[Quoted text start]

= Julian of Vienne =

Medieval French Bishop

Julian of Vienne (Julianus, Julien) was a bishop of Vienne in France of the first half of the sixth century, approximately between 520 and 530. He is venerated as a saint of the Catholic Church and attended a number of early church synods.

The 9th-century archbishop and chronicler Ado of Vienne places him as 18th bishop of Vienne, following Saint Avitus, who seems to have died between 518 and 525.

The Bishop Julianus that was present at the Council of Lyon, around 518-523, alongside Archbishop Viventiolus of Lyon, would be Julian of Vienne. Although the Vita of Saint Apollinaris placed Avitus at this council, Ulysse Chevalier argues that "the rank occupied by Julian after the metropolitan of Lyon and before Apollinaris, seems to indicate that it was he who was metropolitan of Vienne."

[Quoted text end]

Carry the article on Julian of Vienne further, starting right after its final sentence.

[Supplied material start]

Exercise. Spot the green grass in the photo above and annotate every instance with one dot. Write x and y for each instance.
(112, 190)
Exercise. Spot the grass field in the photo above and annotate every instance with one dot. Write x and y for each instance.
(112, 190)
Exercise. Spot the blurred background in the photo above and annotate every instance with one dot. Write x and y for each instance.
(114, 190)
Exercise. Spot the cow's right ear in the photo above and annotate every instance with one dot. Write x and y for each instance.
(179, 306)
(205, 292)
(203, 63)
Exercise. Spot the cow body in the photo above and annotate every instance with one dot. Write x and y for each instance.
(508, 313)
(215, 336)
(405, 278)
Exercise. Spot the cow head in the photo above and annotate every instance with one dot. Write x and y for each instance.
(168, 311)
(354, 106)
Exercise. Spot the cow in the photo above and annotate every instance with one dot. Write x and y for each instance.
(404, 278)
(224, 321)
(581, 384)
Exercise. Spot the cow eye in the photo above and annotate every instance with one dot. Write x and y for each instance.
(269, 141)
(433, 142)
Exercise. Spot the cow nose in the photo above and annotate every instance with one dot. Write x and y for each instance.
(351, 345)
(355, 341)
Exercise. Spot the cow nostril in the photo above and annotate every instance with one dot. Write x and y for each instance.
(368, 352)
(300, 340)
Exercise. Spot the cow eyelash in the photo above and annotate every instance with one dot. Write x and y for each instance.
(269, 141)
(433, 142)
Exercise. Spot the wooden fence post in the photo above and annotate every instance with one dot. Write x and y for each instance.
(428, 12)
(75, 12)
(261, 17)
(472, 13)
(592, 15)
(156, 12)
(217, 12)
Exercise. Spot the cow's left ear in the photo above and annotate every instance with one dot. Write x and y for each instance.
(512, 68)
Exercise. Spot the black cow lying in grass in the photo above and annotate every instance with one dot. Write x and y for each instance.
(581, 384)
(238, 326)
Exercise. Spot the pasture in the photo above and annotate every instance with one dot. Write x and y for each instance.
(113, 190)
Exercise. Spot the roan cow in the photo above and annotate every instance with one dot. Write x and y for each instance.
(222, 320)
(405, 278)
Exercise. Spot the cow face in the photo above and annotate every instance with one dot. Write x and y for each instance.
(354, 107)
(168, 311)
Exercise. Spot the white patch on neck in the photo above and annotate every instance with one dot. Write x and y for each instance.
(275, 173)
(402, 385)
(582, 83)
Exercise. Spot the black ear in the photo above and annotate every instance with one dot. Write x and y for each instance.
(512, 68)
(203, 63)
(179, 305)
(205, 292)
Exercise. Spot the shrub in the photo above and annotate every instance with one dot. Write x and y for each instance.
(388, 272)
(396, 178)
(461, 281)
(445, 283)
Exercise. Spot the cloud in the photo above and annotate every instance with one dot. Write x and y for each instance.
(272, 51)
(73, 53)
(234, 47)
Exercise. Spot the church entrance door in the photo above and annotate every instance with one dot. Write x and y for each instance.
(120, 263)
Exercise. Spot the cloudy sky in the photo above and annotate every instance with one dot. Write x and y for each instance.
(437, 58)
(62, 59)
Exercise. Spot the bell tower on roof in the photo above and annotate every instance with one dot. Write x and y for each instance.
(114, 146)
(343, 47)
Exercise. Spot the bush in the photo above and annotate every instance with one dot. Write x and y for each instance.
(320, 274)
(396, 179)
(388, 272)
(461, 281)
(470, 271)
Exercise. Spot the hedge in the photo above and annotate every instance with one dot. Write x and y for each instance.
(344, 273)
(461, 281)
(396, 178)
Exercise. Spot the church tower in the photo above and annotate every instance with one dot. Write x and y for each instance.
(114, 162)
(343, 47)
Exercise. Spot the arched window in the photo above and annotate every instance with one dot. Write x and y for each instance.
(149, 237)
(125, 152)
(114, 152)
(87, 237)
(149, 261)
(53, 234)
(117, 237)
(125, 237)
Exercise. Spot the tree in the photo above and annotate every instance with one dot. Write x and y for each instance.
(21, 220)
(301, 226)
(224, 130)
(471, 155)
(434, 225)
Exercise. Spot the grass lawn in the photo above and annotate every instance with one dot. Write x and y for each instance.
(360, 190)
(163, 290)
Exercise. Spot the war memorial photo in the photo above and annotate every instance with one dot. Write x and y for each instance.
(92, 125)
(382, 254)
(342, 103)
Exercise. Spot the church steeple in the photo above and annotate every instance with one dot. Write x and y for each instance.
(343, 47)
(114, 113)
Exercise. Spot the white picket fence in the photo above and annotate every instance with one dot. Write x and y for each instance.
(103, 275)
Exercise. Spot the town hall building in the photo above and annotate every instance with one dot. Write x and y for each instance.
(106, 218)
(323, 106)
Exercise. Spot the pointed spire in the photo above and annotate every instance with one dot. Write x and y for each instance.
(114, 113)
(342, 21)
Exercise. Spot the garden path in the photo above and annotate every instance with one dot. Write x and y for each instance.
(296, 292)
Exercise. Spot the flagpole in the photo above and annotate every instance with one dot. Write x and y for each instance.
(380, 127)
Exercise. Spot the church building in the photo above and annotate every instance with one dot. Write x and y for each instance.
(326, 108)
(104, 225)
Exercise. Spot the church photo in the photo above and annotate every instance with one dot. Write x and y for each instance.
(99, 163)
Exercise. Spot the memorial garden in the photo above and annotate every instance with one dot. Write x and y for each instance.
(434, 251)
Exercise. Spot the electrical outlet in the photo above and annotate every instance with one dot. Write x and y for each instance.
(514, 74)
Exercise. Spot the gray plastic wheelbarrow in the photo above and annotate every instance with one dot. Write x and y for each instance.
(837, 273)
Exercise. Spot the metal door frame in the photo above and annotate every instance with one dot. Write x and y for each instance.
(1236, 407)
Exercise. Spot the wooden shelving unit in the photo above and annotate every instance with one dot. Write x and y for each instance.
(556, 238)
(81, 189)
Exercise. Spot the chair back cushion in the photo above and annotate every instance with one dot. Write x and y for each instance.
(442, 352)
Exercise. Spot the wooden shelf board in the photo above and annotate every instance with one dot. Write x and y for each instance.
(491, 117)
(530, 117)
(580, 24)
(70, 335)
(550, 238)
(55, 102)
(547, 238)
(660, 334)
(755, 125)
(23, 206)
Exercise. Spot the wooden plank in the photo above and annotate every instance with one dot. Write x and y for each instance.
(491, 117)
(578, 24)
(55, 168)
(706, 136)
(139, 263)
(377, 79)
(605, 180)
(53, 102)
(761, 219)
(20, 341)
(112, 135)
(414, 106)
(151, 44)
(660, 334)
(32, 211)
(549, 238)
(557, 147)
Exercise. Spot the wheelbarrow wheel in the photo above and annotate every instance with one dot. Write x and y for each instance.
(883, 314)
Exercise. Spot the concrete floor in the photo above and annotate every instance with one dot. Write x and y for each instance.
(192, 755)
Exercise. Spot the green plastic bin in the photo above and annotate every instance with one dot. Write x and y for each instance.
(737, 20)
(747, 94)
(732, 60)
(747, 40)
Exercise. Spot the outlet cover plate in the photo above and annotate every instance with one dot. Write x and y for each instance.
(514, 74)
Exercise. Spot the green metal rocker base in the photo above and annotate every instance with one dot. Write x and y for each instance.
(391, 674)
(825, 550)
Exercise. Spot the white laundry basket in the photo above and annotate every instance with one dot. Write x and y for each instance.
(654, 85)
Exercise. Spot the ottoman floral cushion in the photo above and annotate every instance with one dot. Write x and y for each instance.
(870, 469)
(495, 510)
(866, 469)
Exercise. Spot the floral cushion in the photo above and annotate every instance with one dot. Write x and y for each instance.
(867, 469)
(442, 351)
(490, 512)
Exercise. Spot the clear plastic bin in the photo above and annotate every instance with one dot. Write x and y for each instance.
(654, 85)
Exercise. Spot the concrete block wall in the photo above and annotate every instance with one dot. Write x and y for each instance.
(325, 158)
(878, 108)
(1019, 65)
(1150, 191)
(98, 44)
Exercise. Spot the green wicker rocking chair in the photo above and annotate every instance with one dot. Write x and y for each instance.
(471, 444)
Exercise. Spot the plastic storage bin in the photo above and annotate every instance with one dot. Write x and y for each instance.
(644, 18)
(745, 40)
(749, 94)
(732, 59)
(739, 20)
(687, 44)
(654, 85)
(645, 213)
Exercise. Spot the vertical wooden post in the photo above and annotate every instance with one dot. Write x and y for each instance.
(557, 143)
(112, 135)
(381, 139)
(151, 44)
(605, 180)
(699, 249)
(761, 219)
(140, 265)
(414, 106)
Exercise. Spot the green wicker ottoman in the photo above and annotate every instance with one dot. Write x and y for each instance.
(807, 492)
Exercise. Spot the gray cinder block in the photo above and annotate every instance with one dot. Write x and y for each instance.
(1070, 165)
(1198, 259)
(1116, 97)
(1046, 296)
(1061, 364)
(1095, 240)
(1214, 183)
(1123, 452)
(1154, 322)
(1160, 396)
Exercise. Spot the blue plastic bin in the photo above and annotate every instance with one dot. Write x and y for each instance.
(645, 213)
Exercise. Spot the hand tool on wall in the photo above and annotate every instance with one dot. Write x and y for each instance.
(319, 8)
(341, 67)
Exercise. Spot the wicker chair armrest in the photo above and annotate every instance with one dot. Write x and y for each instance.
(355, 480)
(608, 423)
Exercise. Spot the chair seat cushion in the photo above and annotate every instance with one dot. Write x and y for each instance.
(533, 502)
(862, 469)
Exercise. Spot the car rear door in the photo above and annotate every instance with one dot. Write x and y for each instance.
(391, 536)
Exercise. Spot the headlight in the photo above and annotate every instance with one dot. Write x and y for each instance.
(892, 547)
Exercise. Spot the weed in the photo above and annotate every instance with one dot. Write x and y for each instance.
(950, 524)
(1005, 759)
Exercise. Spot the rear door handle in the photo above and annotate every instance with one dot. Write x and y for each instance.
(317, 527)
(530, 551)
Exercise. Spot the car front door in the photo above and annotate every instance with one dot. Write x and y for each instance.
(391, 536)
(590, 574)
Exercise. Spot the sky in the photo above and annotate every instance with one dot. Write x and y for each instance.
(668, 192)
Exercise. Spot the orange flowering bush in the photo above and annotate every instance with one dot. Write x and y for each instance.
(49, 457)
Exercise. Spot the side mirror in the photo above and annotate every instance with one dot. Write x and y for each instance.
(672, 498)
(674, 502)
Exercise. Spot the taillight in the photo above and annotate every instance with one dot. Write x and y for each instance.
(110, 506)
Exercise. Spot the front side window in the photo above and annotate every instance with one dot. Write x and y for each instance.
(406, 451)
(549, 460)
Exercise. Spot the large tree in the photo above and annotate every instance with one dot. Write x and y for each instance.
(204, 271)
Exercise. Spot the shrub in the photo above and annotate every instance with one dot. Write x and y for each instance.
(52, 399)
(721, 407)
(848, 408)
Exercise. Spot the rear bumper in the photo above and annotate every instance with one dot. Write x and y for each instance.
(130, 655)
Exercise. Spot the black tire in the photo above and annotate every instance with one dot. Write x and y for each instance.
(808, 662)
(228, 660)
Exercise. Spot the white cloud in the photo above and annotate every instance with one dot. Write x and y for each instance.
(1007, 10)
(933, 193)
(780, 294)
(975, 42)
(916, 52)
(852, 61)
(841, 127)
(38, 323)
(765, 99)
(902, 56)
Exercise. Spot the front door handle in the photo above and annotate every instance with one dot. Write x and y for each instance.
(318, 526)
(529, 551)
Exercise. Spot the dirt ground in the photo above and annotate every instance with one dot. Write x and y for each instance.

[Supplied material end]

→ **Exercise answer**
He appears as Julianus Episcopus at the second Council of Orlėans in 533 where he holds the 23rd rank among the subscribing bishops.

Considered a saint, Julian appears in the liturgical calendar of the diocese of Grenoble-Vienne on 1 July, alongside Saint Martin and all the former bishop saints of Vienne. In addition, he was listed in the Martyrologium Hieronymianum on 22 April, as well as by the Bollandists.

==Bibliography==
- Chevalier, Ulysse (1879). "Notice chronologico-historique sur les archevêques de Vienne: d'après des documents paléographiques inédits"
- Chevalier, Ulysse (1912). "Regeste dauphinois, ou Répertoire chronologique et analytique des documents imprimés et manuscrits relatifs à l'histoire du Dauphiné, des origines chrétiennes à l'année 1349 (Tome 1, Fascicules 1-3)"
- Duchesne, Louis (1894). "Fastes épiscopaux de l'ancienne Gaule. Provinces du Sud-Est (tome premier)"
- Gadille, Jacques (1983). "Le diocèse de Lyon"
- Lucas, Gérard (2018). "Vienne dans les textes grecs et latins: Chroniques littéraires sur l'histoire de la cité, des Allobroges à la fin du Ve siècle de notre ère"
- Santschi, Catherine (2002). "Avit (saint)"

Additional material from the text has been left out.